# Moving on from a 996 Turbo



## DaveK (May 6, 2011)

Hi all

First time post on here so go easy please.

I currently have a 996 Turbo which I have owned for 5 years. It is slightly modified and currently produces around 520bhp. Whilst I love this car I have owned Porsches for 8 years and am now thinking of a change. The only car I can think off that will probably tick most of the boxes is the GT-R.

This thread is mainly aimed at those who have gone from 911 to GT-R but all opinions are welcome.

For those that have had a 911, what do you miss most about it if anything at all. What does the GT-R do better than the 911 and vice versa. Are running costs comparable to those of a 996 turbo (not cheap).

I can't afford a brand new GT-R but would imagine I could get a good example for around £50k. What sort of things should I be checking for on a used one?

All advice much appreciated.

thanks

Dave


----------



## Radical1 (Feb 8, 2011)

------------------------------------

EXERCISES TO COMPLETE.
1. List every number DaveK gives in the forum thread for time, power or money, each with what it refers to.
2. According to the forum thread, which car does DaveK think will probably tick most of the boxes as a replacement?

------------------------------------

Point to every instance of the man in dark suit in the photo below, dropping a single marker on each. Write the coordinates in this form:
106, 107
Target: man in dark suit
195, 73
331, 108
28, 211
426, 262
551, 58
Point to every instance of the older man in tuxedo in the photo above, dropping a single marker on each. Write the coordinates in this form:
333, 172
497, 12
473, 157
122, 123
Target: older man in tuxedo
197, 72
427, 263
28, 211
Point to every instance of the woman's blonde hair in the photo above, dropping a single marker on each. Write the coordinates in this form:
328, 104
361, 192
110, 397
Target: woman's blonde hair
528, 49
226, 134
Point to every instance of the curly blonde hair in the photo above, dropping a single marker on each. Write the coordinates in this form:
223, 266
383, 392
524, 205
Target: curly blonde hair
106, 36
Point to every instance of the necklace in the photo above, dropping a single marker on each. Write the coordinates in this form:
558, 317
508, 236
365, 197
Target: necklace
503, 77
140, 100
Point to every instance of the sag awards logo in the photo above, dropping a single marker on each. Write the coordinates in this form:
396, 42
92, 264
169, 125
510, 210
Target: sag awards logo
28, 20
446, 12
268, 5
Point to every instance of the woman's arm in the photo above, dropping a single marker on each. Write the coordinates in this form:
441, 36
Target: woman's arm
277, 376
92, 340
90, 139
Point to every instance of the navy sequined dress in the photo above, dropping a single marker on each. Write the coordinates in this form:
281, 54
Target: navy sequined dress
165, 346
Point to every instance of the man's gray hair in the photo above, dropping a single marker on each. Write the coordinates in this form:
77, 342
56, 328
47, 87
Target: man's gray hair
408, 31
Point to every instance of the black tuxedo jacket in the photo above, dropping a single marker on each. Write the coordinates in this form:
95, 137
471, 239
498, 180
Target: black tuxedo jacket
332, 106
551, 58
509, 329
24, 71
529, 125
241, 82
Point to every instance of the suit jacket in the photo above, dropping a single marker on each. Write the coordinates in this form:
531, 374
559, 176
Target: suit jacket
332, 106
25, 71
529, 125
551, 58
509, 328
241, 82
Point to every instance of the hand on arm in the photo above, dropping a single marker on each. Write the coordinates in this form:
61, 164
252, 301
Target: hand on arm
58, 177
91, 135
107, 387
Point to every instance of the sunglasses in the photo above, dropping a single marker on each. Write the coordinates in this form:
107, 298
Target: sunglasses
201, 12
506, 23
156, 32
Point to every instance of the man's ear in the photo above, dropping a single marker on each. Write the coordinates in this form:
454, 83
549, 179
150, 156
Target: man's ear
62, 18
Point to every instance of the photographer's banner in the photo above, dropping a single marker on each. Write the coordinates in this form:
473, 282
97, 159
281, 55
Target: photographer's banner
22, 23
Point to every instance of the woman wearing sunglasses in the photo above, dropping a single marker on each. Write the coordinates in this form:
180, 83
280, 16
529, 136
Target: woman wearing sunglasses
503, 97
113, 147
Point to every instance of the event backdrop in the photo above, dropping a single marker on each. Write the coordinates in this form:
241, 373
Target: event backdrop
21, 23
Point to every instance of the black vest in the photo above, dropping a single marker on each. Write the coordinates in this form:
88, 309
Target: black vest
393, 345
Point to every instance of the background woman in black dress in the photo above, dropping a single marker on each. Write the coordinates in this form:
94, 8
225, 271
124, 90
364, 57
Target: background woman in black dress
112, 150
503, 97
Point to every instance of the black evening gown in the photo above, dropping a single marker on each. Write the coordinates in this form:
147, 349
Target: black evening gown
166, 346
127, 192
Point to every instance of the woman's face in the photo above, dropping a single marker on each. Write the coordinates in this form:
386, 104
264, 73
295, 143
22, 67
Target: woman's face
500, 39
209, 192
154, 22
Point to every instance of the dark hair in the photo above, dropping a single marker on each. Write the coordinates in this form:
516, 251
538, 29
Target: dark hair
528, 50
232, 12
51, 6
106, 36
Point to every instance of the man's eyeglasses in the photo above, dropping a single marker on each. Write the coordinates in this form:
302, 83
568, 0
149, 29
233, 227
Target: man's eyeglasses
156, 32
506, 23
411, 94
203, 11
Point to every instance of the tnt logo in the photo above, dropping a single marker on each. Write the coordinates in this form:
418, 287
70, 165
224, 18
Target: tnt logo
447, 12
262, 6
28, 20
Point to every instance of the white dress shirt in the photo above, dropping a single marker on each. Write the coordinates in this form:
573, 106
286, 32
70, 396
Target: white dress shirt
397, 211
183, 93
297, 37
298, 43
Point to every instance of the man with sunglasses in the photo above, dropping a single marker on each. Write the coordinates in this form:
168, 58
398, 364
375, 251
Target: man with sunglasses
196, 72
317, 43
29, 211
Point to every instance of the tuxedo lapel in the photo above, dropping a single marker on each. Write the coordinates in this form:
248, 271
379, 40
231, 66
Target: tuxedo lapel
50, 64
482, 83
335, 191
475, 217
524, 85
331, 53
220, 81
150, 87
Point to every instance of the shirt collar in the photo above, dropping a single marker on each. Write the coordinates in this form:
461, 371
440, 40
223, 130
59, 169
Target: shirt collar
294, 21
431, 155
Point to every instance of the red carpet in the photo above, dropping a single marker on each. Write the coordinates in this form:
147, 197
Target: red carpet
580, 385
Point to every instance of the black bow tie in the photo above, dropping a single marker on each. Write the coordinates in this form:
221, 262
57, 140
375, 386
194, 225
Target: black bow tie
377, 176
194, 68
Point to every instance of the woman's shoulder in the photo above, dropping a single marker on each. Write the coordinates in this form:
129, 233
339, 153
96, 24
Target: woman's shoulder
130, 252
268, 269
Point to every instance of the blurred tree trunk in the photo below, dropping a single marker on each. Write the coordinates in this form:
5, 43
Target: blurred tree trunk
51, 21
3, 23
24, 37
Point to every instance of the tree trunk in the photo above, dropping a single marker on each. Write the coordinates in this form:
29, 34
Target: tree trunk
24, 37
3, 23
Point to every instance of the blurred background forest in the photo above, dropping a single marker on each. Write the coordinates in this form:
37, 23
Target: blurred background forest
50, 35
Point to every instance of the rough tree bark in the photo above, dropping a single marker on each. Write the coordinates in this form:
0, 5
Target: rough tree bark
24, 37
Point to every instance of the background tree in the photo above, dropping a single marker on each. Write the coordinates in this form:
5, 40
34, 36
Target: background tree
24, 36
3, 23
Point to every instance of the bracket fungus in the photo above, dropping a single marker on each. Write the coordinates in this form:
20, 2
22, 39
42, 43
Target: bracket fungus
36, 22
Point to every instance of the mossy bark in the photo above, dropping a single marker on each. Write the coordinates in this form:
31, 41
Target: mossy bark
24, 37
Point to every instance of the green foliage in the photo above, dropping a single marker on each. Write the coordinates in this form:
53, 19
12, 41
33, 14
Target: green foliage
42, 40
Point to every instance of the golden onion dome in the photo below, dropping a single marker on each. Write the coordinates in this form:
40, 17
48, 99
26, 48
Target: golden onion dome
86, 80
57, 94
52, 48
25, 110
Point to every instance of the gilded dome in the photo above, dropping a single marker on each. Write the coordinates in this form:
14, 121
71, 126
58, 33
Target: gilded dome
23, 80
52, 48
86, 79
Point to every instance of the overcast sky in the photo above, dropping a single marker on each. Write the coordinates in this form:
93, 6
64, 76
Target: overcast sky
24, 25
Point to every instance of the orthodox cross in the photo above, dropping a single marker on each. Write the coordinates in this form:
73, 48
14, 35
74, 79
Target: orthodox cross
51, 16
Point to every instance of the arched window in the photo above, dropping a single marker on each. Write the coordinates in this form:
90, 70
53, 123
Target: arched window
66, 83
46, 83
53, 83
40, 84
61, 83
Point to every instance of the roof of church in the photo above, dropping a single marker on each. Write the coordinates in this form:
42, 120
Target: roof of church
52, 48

------------------------------------

RESULTS IN ORDER.
1.
- 5 years: how long he has owned his 996 Turbo
- 520bhp: the approximate output of his slightly modified 996 Turbo
- 8 years: how long he has owned Porsches
- £50k: roughly what he expects to pay for a good used GT-R

2. The GT-R.